## EXERCISE DETAILS
Pick out every line of the material below that contains the word "instance", and copy each of those lines in full.

----- DATA ROWS -----

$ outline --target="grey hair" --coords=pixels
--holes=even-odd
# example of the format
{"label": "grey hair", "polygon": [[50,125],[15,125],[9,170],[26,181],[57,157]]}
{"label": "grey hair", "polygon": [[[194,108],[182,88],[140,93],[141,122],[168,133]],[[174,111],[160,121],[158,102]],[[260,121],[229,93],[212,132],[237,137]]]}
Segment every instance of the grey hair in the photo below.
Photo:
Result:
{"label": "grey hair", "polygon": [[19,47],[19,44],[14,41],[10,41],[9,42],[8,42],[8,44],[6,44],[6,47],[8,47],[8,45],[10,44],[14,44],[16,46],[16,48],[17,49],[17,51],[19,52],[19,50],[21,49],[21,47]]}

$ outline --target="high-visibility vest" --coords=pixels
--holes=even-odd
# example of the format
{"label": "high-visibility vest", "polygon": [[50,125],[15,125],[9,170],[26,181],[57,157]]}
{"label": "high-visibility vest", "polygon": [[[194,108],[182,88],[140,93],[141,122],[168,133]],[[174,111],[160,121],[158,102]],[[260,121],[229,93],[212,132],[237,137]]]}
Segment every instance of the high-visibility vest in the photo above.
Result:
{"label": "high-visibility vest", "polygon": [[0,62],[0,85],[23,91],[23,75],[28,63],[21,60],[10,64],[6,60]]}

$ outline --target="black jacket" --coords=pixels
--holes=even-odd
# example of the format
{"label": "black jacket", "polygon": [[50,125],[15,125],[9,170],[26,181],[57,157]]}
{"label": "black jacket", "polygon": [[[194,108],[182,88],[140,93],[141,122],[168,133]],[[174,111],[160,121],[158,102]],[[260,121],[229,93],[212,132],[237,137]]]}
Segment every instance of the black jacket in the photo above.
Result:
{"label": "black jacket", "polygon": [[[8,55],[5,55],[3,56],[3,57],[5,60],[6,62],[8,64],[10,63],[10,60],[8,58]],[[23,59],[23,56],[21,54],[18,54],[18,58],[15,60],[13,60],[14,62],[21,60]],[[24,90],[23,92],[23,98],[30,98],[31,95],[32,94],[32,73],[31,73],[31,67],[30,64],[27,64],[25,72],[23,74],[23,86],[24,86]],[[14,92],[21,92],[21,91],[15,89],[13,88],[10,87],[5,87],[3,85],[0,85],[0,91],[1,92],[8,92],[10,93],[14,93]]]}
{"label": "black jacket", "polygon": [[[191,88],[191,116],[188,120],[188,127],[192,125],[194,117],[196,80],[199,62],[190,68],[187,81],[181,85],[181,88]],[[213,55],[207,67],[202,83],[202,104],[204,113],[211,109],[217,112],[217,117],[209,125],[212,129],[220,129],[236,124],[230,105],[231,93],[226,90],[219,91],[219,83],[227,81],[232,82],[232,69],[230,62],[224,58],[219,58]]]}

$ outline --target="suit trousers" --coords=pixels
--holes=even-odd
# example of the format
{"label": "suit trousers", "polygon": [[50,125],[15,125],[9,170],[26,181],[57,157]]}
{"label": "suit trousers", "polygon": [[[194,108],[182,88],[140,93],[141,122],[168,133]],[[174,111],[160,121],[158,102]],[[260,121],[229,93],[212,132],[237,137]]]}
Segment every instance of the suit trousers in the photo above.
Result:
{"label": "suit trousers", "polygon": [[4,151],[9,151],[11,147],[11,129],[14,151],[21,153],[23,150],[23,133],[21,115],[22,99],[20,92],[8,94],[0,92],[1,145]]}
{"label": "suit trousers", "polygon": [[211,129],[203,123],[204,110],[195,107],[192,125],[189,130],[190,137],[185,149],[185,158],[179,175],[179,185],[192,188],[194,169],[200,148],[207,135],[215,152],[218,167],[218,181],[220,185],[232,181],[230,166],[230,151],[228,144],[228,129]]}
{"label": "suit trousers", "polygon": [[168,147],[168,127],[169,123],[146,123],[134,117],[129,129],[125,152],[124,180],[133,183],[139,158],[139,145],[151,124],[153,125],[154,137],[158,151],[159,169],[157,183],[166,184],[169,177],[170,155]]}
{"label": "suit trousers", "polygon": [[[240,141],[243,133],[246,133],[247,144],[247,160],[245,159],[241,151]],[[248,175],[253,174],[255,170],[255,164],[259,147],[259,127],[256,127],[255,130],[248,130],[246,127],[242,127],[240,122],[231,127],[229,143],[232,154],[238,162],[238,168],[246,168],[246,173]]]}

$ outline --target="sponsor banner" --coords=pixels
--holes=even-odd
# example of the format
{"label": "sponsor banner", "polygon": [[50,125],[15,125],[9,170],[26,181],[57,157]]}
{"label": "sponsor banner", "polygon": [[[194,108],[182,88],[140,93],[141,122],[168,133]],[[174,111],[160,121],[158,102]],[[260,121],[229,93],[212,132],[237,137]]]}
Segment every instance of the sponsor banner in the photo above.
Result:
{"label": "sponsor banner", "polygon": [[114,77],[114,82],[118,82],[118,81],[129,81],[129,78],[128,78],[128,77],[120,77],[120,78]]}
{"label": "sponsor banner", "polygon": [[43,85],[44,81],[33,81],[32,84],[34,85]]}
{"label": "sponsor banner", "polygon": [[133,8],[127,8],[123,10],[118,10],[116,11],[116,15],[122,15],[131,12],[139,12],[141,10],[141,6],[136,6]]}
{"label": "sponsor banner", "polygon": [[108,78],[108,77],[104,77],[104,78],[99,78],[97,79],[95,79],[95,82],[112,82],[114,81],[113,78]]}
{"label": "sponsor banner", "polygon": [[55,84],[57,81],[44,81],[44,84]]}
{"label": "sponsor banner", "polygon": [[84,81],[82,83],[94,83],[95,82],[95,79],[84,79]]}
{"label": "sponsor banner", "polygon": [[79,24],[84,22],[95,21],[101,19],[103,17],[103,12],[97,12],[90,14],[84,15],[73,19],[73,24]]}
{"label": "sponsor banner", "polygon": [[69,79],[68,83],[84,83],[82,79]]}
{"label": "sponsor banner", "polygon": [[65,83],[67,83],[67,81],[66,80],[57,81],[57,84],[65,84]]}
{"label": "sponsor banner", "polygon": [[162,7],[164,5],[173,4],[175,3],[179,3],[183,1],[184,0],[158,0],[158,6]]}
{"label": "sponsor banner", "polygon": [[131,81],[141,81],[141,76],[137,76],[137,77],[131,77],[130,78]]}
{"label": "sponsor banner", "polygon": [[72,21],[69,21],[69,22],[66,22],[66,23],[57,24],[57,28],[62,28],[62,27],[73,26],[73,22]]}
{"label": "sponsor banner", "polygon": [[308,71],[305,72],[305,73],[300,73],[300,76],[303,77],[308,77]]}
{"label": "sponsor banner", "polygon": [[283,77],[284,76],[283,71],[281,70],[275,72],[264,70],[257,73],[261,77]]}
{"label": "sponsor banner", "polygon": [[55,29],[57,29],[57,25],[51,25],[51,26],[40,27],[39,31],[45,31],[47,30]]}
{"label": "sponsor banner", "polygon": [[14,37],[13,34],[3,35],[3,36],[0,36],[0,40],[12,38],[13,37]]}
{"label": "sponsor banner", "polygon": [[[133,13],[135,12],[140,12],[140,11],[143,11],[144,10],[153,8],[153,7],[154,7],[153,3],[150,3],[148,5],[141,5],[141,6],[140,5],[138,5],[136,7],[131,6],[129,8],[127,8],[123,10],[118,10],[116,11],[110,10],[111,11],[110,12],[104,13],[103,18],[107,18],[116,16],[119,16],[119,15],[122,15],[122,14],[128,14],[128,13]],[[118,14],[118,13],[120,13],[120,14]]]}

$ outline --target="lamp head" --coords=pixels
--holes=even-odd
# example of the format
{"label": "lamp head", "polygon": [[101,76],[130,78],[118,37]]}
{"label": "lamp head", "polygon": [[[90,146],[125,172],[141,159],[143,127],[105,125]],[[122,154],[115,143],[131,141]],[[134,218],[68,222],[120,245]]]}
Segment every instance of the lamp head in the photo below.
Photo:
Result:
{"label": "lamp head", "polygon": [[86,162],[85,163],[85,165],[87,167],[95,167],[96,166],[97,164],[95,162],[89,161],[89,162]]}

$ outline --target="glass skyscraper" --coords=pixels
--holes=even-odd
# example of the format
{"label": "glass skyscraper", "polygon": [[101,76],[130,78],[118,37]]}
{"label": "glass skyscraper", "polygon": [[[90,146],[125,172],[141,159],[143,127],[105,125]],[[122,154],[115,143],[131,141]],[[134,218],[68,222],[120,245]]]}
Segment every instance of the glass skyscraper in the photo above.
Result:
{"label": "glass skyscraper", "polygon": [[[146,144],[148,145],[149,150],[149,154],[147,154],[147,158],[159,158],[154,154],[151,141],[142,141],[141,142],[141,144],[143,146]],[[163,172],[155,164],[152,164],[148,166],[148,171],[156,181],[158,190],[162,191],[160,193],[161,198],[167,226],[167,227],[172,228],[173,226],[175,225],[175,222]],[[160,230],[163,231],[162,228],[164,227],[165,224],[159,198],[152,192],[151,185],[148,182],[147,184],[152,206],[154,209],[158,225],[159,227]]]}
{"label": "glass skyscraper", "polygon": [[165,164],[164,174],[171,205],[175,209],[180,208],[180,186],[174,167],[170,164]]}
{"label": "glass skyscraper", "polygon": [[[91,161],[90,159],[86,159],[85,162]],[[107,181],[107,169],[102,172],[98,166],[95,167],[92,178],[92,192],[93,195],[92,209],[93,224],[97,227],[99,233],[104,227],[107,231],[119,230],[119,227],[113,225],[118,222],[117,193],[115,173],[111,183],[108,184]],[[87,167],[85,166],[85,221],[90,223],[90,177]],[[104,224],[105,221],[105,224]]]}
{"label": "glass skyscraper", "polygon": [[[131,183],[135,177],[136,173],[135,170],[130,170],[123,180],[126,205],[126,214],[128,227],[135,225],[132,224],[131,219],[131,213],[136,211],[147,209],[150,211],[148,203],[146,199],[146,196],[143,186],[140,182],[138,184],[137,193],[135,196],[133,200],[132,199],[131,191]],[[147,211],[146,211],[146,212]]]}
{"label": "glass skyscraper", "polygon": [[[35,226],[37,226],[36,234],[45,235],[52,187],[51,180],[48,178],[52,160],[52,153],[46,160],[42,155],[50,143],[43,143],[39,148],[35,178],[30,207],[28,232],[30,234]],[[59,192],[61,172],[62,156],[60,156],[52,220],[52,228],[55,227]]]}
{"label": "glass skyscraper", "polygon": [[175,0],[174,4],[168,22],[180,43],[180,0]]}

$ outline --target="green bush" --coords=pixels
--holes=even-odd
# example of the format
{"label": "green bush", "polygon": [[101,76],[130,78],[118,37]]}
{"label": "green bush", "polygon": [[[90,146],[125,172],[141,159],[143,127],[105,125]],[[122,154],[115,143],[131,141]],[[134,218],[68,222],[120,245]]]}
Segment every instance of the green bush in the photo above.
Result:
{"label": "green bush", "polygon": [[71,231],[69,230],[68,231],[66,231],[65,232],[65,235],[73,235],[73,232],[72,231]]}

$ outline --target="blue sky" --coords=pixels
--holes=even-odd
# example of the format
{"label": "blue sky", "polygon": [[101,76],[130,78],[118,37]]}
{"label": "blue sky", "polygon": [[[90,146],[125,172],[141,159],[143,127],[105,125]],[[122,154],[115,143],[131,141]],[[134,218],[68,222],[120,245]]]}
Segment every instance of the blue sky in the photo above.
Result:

-----

## RESPONSE
Segment every instance of the grey hair in the photo below.
Segment every instance of the high-visibility vest in the photo above.
Segment every instance of the black jacket in the photo above.
Segment every instance of the suit trousers in the photo above.
Segment every instance of the sponsor banner in the photo above.
Segment every instance of the lamp head in the photo below.
Segment every instance of the glass skyscraper in the photo above.
Segment every instance of the green bush in the photo above.
Segment every instance of the blue sky in the photo above.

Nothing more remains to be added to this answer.